▶ [Job]: Rewrite the lines from the line with "of jacket collar." to the line with "[251,117,321,156]" as a two-column CSV with the headers text and answer. Put the first line under text and the line with the box under answer, with each value in one quoted field and any line breaks changed to spaces.

(Box annotation data rows)

+ + + + +

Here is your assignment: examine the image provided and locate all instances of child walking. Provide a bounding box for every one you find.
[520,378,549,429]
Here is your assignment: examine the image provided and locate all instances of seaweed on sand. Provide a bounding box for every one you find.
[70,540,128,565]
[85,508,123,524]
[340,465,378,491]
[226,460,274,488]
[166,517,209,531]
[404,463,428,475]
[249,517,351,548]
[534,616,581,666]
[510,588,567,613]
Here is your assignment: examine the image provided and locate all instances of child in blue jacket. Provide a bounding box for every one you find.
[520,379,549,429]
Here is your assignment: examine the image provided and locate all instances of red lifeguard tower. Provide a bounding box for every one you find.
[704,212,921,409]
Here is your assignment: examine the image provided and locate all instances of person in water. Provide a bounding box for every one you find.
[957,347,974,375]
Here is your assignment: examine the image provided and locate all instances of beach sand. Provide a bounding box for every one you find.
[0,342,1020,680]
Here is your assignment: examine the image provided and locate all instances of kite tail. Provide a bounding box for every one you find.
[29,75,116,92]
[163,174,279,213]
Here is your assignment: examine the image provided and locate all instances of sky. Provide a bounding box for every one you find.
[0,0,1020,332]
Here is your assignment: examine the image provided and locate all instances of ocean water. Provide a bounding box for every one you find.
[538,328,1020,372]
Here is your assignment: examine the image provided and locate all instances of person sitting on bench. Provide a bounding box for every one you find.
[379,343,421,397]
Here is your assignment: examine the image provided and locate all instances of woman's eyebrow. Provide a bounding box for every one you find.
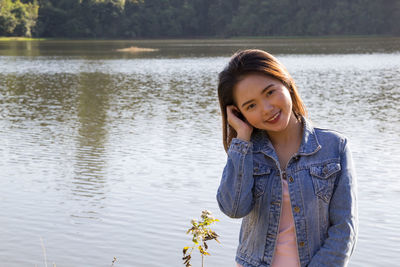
[242,83,274,108]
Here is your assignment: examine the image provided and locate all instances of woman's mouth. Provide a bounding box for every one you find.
[266,111,281,123]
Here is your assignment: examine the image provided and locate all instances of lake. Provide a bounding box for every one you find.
[0,37,400,267]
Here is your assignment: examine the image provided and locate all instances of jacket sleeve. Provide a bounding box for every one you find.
[217,138,254,218]
[308,140,358,267]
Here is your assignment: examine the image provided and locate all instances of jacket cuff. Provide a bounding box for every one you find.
[228,138,253,154]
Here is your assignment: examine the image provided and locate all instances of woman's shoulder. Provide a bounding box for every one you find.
[314,126,347,153]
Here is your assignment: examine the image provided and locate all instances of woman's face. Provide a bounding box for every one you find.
[234,74,292,132]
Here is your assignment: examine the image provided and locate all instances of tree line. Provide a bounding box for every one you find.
[0,0,400,39]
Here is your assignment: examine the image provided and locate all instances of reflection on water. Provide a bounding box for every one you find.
[0,39,400,267]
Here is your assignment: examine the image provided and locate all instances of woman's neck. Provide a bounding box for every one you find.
[268,112,303,147]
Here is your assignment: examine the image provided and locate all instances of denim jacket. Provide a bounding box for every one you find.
[217,118,358,267]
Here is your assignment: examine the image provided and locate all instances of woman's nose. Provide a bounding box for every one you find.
[263,100,273,113]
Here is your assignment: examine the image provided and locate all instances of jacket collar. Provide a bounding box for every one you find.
[251,117,321,156]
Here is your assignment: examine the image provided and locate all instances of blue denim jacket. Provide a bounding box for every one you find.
[217,118,358,267]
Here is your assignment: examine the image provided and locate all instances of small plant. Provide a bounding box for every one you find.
[182,210,220,267]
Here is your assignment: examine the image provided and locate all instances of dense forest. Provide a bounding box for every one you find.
[0,0,400,39]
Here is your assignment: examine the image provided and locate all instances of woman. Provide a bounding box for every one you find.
[217,50,358,267]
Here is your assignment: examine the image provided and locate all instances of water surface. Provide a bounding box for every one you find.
[0,38,400,267]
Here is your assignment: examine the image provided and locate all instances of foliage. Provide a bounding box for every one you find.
[182,210,219,267]
[0,0,39,37]
[0,0,400,38]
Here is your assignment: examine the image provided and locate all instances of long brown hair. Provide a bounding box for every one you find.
[218,49,307,151]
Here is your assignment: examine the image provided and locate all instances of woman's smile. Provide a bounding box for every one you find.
[266,111,281,123]
[234,73,292,133]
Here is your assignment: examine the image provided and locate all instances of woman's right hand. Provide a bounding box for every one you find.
[226,105,253,141]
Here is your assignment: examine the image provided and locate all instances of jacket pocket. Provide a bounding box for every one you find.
[253,163,271,198]
[310,162,341,203]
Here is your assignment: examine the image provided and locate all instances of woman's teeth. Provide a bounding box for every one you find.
[268,112,279,121]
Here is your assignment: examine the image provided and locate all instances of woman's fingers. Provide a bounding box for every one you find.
[226,105,253,139]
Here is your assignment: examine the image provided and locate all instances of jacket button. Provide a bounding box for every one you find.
[271,201,281,206]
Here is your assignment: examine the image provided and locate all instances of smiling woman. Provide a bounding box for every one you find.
[217,50,358,267]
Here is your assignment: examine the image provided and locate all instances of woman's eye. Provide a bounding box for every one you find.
[267,90,275,95]
[247,104,256,110]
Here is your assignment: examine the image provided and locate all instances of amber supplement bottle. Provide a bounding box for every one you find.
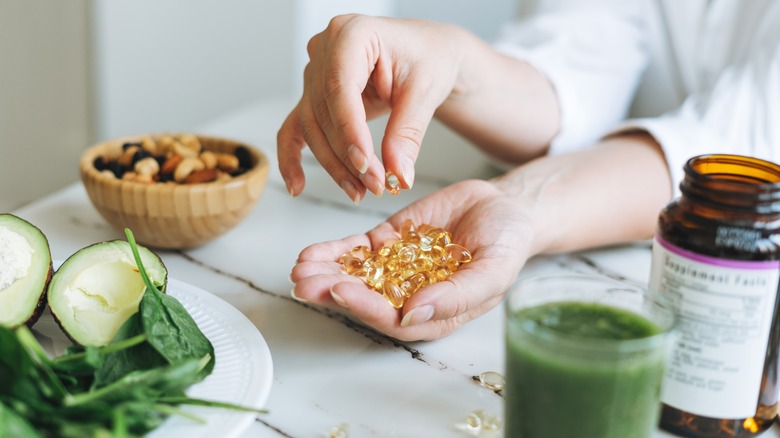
[650,155,780,437]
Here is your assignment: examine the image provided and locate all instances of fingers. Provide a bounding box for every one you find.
[276,103,306,197]
[306,16,384,196]
[382,79,440,189]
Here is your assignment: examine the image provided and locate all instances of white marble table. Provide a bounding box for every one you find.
[13,100,780,438]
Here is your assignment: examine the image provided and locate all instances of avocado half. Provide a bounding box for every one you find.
[0,214,52,327]
[47,240,168,347]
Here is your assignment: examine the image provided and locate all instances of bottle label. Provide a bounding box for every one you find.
[649,236,780,419]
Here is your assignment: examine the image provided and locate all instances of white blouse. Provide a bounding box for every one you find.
[495,0,780,195]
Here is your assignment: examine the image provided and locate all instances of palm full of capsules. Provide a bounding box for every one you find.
[340,219,471,309]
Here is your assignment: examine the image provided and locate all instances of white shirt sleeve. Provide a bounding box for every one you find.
[494,0,648,154]
[612,41,780,196]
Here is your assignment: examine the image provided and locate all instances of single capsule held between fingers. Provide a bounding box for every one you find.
[383,281,406,309]
[385,172,401,195]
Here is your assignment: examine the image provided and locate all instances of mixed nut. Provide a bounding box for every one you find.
[93,134,252,184]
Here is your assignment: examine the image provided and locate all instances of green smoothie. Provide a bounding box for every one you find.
[504,301,664,438]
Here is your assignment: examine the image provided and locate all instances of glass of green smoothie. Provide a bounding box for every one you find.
[504,274,674,438]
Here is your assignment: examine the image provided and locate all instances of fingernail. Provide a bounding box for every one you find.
[401,304,433,327]
[341,179,360,205]
[360,173,385,196]
[401,157,414,189]
[284,179,295,198]
[347,144,368,174]
[330,288,349,309]
[290,288,309,303]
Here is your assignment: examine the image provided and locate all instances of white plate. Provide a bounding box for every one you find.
[33,279,273,438]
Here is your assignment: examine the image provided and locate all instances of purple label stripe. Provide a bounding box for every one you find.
[655,236,780,270]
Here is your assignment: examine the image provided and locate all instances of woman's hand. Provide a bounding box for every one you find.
[291,180,533,341]
[277,15,465,203]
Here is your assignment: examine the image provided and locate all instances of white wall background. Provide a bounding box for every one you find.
[0,0,516,211]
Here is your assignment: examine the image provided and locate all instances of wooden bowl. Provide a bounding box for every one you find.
[80,134,268,249]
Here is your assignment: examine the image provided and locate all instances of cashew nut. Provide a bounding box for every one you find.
[133,157,160,177]
[173,157,206,183]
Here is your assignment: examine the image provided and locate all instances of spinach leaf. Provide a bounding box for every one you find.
[92,312,169,388]
[125,228,215,380]
[0,401,41,438]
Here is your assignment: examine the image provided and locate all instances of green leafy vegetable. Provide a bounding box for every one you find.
[0,230,265,438]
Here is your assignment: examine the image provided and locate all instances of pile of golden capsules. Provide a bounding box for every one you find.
[340,219,471,309]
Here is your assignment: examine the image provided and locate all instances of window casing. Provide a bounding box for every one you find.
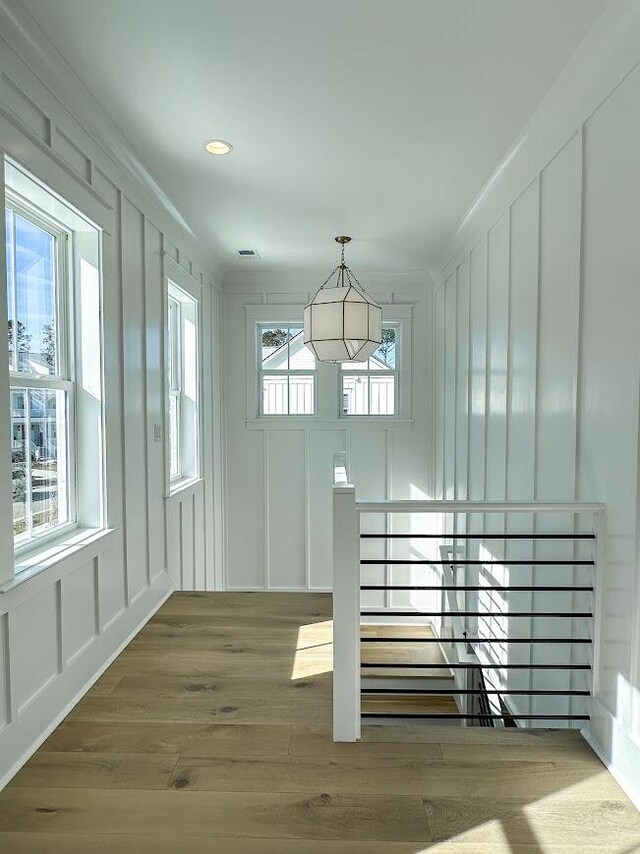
[256,323,316,415]
[5,198,77,550]
[242,300,413,430]
[166,281,200,490]
[338,322,401,418]
[4,159,106,573]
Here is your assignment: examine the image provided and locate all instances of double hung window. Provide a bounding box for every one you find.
[167,281,199,486]
[340,323,400,416]
[257,324,316,415]
[5,201,76,547]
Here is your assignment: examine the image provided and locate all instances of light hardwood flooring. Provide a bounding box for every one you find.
[0,593,640,854]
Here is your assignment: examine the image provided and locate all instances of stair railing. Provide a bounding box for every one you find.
[333,482,605,741]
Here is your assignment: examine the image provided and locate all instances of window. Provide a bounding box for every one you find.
[167,281,199,486]
[242,308,413,430]
[257,323,316,415]
[5,202,74,546]
[339,323,400,416]
[4,157,104,552]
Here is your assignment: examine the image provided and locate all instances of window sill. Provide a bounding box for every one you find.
[245,415,413,430]
[0,528,118,594]
[165,477,204,499]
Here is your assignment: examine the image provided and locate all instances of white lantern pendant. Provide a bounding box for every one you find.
[304,236,382,362]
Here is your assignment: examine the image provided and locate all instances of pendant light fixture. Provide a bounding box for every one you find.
[304,236,382,362]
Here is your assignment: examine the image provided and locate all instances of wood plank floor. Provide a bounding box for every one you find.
[0,593,640,854]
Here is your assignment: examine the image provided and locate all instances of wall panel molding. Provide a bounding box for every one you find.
[435,10,640,803]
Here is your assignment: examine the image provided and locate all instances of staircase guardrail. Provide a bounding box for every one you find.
[333,478,605,741]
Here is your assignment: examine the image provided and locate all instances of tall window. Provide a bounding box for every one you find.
[167,282,199,485]
[340,323,400,416]
[5,202,76,546]
[257,324,316,415]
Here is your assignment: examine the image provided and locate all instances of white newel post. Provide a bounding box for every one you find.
[333,484,360,741]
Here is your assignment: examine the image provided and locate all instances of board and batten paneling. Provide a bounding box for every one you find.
[0,6,222,786]
[222,271,433,596]
[434,6,640,801]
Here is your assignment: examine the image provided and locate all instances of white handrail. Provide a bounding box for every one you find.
[356,498,604,514]
[333,488,606,742]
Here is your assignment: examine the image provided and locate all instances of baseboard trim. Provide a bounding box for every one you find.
[0,577,173,791]
[580,700,640,812]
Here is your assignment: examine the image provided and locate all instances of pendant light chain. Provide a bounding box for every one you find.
[303,235,382,363]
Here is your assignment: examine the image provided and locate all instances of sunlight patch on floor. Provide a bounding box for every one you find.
[291,620,333,682]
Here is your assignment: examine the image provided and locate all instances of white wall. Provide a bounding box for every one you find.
[223,270,432,607]
[0,5,221,785]
[434,2,640,799]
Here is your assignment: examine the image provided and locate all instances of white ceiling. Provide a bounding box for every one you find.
[22,0,607,271]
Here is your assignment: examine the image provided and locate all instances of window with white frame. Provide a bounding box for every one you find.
[167,281,200,486]
[339,323,400,416]
[4,162,104,552]
[256,323,316,415]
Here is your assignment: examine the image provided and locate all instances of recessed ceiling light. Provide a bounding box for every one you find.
[204,139,233,154]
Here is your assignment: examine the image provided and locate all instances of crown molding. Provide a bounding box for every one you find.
[437,0,640,280]
[0,0,224,279]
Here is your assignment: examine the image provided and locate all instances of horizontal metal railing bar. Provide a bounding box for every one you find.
[360,688,591,697]
[362,712,591,721]
[356,498,604,514]
[360,558,595,566]
[360,534,596,540]
[360,611,593,619]
[360,661,591,670]
[360,584,593,593]
[360,637,593,644]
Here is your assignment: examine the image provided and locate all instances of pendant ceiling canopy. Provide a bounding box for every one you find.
[304,237,382,362]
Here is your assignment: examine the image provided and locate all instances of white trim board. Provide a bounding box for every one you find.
[0,573,173,791]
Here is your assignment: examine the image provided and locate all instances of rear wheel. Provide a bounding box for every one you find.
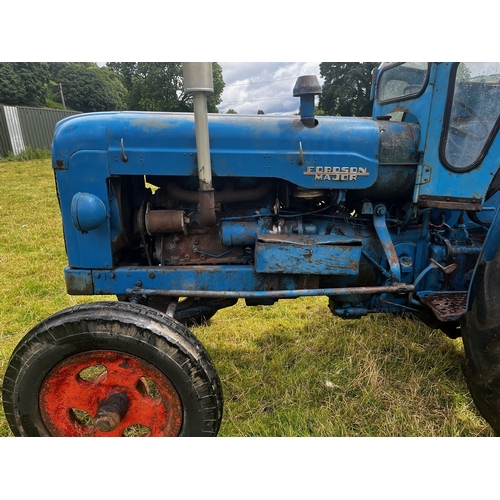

+ + + + +

▶ [Solution to the problem]:
text,answer
"Here is your assignment: examine the image provided and locate all instances of jacket collar. Provide a bounding box for every one you find.","[251,117,321,156]"